- Supplied data
----
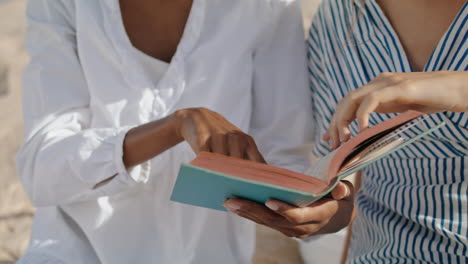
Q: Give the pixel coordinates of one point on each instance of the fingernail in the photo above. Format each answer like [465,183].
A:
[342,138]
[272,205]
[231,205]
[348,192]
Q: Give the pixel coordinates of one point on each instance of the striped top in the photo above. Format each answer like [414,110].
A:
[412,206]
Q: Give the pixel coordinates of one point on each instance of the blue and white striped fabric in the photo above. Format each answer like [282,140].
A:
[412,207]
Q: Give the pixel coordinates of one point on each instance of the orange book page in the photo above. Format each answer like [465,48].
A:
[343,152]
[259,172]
----
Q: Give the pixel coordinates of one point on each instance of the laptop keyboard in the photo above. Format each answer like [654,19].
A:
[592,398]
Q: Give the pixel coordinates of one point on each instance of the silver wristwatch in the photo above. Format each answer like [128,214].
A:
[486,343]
----
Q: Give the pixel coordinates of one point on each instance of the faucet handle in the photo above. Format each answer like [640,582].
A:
----
- Work required
For the string "above", search the preceding data and copy every line that includes it.

- Written response
Q: Give the pixel coordinates of one point on each instance of the fingernail in the photo above. Format each answer like [465,183].
Q: Give the pixel coordinates of one point on each instance of the striped top in the photo above. Format each answer like [414,110].
Q: Give the pixel coordinates of one point on each instance of the blue and white striped fabric in the photo above. Format each answer like [282,140].
Q: Give the pixel coordinates of one point on each instance of the orange book page in the photo above. Format each answer like [465,48].
Q: Give the pixel coordinates of one point on each instance of the laptop keyboard in the photo above. Format each answer like [654,19].
Q: Give the pixel coordinates of one point on each instance of the silver wristwatch in the photo above. Format each answer like [128,214].
Q: Give the pixel coordinates of one point on each instance of the faucet handle in the photo above. Format each answer like [640,582].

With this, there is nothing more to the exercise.